Could you reproduce, exactly and alone, the lines running from the one with "Annotation task — point out every instance of the fence" to the end of the data below?

Image-grounded pointing data
+++

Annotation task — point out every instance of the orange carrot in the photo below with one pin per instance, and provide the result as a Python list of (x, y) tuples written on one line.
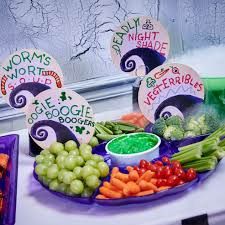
[(109, 186), (117, 183), (133, 175), (133, 187), (114, 171), (145, 186), (129, 168), (101, 197), (163, 188), (146, 176), (153, 181), (109, 193), (143, 193), (122, 176)]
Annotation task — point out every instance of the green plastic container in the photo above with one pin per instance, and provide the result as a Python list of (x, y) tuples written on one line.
[(215, 93)]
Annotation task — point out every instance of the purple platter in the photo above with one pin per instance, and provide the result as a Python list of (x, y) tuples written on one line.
[(165, 149), (10, 145)]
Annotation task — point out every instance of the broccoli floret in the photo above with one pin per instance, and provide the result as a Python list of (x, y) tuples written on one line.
[(189, 133), (159, 127), (173, 133), (208, 123), (191, 124), (174, 120)]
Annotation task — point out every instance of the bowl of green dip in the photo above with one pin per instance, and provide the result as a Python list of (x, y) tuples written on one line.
[(129, 149)]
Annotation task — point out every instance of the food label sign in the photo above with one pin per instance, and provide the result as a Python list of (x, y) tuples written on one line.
[(139, 45), (59, 115), (169, 90), (25, 74)]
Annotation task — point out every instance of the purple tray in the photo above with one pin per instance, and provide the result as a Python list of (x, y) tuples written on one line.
[(165, 149), (10, 145)]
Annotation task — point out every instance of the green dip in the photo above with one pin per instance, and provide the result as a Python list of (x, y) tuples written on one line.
[(135, 143)]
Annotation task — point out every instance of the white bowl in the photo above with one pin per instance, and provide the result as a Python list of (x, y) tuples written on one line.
[(134, 158)]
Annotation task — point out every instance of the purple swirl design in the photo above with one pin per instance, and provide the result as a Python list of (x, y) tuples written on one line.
[(150, 57), (19, 101), (63, 133)]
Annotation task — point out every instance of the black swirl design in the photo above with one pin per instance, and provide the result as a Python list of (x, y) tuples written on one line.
[(181, 102), (63, 133), (150, 57), (19, 101)]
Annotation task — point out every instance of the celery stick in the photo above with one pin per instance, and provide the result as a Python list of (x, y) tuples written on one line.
[(202, 166), (188, 157)]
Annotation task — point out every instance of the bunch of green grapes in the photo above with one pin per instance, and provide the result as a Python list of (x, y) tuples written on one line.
[(69, 169)]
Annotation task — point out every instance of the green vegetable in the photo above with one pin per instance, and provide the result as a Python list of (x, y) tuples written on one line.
[(189, 156), (189, 133), (174, 120), (173, 133), (159, 126), (106, 137)]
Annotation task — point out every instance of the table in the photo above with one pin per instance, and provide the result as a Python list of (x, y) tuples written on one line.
[(36, 205)]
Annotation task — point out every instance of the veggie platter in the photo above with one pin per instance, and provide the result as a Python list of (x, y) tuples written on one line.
[(171, 144)]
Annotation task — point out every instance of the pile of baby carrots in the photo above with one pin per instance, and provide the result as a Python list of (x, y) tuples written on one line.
[(123, 185), (135, 118)]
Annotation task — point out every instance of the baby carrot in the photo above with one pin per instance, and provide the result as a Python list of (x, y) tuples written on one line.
[(122, 176), (101, 197), (133, 187), (153, 181), (114, 171), (109, 193), (133, 175), (144, 186), (129, 168), (109, 186), (117, 183), (143, 193), (163, 188)]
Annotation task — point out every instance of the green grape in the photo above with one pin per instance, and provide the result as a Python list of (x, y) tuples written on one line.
[(65, 153), (96, 172), (52, 171), (87, 171), (46, 181), (54, 185), (87, 192), (93, 142), (103, 169), (77, 171), (47, 162), (91, 163), (92, 181), (62, 187), (61, 174), (70, 162), (56, 147), (68, 177), (77, 187), (70, 145), (85, 147), (45, 152), (74, 152), (40, 178), (39, 159), (60, 161), (86, 154), (97, 158), (50, 157), (69, 192), (41, 169), (79, 160)]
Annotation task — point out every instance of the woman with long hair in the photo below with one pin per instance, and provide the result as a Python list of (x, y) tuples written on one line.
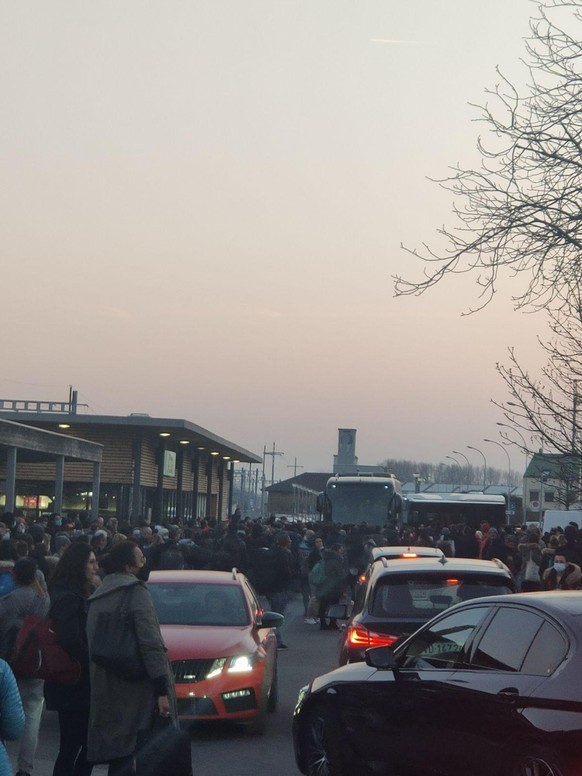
[(121, 708), (70, 586)]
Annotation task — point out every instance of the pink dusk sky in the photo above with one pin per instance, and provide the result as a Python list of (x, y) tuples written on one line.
[(203, 203)]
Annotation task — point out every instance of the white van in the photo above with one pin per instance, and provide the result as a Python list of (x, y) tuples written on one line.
[(561, 517)]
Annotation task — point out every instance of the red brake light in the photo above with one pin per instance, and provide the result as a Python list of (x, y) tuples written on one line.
[(361, 637)]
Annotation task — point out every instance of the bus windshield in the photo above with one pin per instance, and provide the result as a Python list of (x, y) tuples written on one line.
[(360, 501)]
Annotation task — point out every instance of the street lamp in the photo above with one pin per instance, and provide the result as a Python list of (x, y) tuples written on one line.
[(457, 452), (459, 465), (494, 442), (470, 447)]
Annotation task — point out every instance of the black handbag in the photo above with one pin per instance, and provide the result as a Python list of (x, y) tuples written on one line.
[(114, 645), (163, 749)]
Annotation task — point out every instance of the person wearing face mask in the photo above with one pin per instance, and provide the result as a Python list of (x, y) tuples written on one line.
[(562, 575)]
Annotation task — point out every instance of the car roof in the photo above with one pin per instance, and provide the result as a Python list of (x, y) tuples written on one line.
[(196, 577), (396, 551), (560, 603), (441, 565)]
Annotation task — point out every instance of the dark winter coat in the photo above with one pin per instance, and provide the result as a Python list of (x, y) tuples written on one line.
[(69, 616), (120, 708), (335, 575)]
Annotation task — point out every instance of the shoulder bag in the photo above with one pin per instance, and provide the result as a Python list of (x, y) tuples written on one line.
[(114, 645), (38, 655), (163, 749)]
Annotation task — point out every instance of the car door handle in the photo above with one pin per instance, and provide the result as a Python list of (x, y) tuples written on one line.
[(509, 692)]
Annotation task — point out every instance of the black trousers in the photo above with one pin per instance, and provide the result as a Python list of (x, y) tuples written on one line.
[(72, 757)]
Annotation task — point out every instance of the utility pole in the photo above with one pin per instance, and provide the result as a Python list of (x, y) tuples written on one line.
[(272, 453), (294, 466)]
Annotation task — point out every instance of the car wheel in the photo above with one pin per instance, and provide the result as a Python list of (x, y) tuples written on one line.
[(538, 763), (322, 745), (274, 692)]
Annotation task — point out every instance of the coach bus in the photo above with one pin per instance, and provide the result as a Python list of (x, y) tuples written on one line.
[(442, 509), (356, 499)]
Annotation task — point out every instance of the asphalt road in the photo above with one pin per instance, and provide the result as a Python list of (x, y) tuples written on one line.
[(220, 749)]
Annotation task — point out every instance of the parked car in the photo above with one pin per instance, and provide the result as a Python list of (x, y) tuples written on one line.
[(405, 551), (397, 596), (490, 686), (221, 645), (393, 551)]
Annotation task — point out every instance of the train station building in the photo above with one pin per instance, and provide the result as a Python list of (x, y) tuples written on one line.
[(135, 467)]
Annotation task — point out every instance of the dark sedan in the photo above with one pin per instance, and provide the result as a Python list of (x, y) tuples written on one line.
[(397, 596), (490, 686)]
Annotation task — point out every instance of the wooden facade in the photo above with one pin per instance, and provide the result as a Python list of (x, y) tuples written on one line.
[(134, 485)]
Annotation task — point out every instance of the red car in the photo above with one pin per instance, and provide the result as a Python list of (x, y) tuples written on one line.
[(221, 645)]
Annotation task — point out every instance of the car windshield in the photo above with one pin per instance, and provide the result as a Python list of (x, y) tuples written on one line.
[(427, 594), (199, 604)]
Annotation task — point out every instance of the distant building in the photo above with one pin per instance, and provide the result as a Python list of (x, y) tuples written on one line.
[(346, 460), (551, 481)]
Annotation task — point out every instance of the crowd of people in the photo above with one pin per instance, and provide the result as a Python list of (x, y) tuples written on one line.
[(72, 569)]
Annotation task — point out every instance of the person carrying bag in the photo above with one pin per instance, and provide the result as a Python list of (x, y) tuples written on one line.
[(121, 705)]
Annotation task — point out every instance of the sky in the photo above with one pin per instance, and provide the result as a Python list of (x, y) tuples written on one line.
[(203, 206)]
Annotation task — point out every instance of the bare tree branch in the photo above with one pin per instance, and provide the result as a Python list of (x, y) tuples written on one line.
[(520, 212)]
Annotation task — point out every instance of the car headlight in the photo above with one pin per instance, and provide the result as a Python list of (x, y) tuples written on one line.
[(216, 668), (241, 664)]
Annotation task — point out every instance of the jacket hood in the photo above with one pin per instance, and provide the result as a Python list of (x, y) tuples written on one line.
[(114, 582)]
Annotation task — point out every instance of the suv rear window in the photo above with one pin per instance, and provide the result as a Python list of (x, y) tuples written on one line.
[(424, 595)]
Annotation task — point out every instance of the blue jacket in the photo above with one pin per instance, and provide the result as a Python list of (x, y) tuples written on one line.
[(11, 714)]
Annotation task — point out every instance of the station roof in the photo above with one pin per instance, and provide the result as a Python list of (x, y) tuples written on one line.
[(177, 430), (37, 445)]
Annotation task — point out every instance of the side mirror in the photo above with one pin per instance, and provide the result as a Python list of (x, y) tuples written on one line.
[(338, 611), (381, 658), (270, 620)]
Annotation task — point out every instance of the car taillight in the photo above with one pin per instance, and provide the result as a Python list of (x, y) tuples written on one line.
[(361, 637)]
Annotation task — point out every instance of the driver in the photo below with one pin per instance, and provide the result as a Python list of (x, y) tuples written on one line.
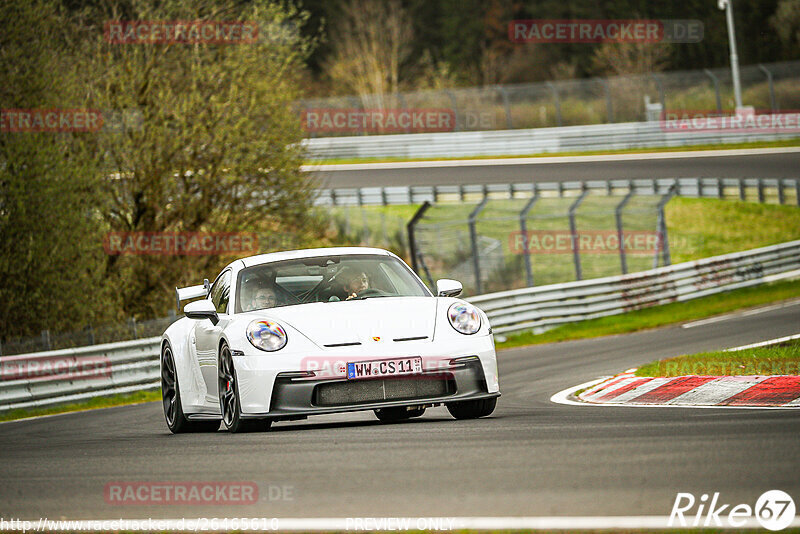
[(264, 297), (355, 282)]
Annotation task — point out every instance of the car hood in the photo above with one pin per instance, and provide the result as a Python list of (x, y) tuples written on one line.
[(336, 323)]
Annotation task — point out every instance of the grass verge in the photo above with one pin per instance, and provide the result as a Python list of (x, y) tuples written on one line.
[(97, 402), (731, 146), (661, 315), (783, 359)]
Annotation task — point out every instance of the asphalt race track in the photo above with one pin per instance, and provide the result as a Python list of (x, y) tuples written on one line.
[(531, 458), (769, 163)]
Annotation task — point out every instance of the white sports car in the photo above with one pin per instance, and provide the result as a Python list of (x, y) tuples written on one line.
[(286, 335)]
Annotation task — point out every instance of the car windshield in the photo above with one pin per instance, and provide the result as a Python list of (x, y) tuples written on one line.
[(325, 279)]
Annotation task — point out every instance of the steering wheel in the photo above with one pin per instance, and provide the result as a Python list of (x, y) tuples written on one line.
[(370, 292)]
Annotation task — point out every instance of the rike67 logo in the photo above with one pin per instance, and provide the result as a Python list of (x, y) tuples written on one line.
[(774, 510)]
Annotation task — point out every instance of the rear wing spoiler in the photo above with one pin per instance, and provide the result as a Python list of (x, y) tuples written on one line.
[(191, 292)]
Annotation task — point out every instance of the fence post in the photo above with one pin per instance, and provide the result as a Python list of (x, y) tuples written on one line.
[(661, 228), (507, 105), (620, 233), (523, 225), (46, 339), (454, 103), (576, 256), (797, 190), (473, 237), (661, 95), (556, 101), (402, 100), (715, 80), (768, 73), (412, 242), (609, 105)]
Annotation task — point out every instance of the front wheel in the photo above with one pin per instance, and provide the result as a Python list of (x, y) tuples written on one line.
[(388, 415), (472, 409), (229, 405), (177, 422)]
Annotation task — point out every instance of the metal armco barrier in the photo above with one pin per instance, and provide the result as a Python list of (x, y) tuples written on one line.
[(531, 141), (47, 378), (781, 190), (540, 309), (60, 376)]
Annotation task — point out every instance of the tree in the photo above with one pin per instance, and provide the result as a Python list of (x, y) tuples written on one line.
[(49, 258), (217, 145), (371, 41)]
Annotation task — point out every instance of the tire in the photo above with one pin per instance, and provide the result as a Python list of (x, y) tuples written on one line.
[(388, 415), (177, 422), (229, 405), (472, 409)]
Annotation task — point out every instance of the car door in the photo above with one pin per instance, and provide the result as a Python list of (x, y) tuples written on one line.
[(207, 334)]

+++

== Exercise output ==
Annotation task — point out every instance of the fence post in the photo above with one pin per instance, and provide the result as a Python list of (x, y) tuples written on one line.
[(661, 228), (507, 105), (620, 233), (523, 225), (46, 339), (454, 103), (576, 256), (797, 190), (473, 237), (661, 95), (556, 101), (402, 100), (715, 80), (768, 73), (412, 242), (609, 105)]
Annotation task — point out every instance of the front wheel in the photo above with one pin per instance, and provide the result as a Python list of (x, y) tuples written on one line.
[(388, 415), (472, 409), (229, 405), (177, 422)]
Annotation task — point out every instance of the metal armco barrier in the photo above with one pin per instance, and provide the result as a Python list of (x, y) tuples written on one line.
[(531, 141), (47, 378), (781, 190), (540, 309), (60, 376)]
Annotation task — point out every instance of the tree in the photo above with one pin per instance, and provide the result as a Python list of (x, y) tuples written on one line.
[(49, 258), (217, 145), (371, 41)]
Annotation task — point out every instance of the tire in the photo above with one pin per instance, and provide the result as a Python list of (x, y) tuples written on one line.
[(388, 415), (177, 422), (229, 405), (472, 409)]
Annotation task — point out every instance of the car door in the photo above with one pin per instance, and provide the result as a Python list of (x, y) tuples written on one line.
[(207, 334)]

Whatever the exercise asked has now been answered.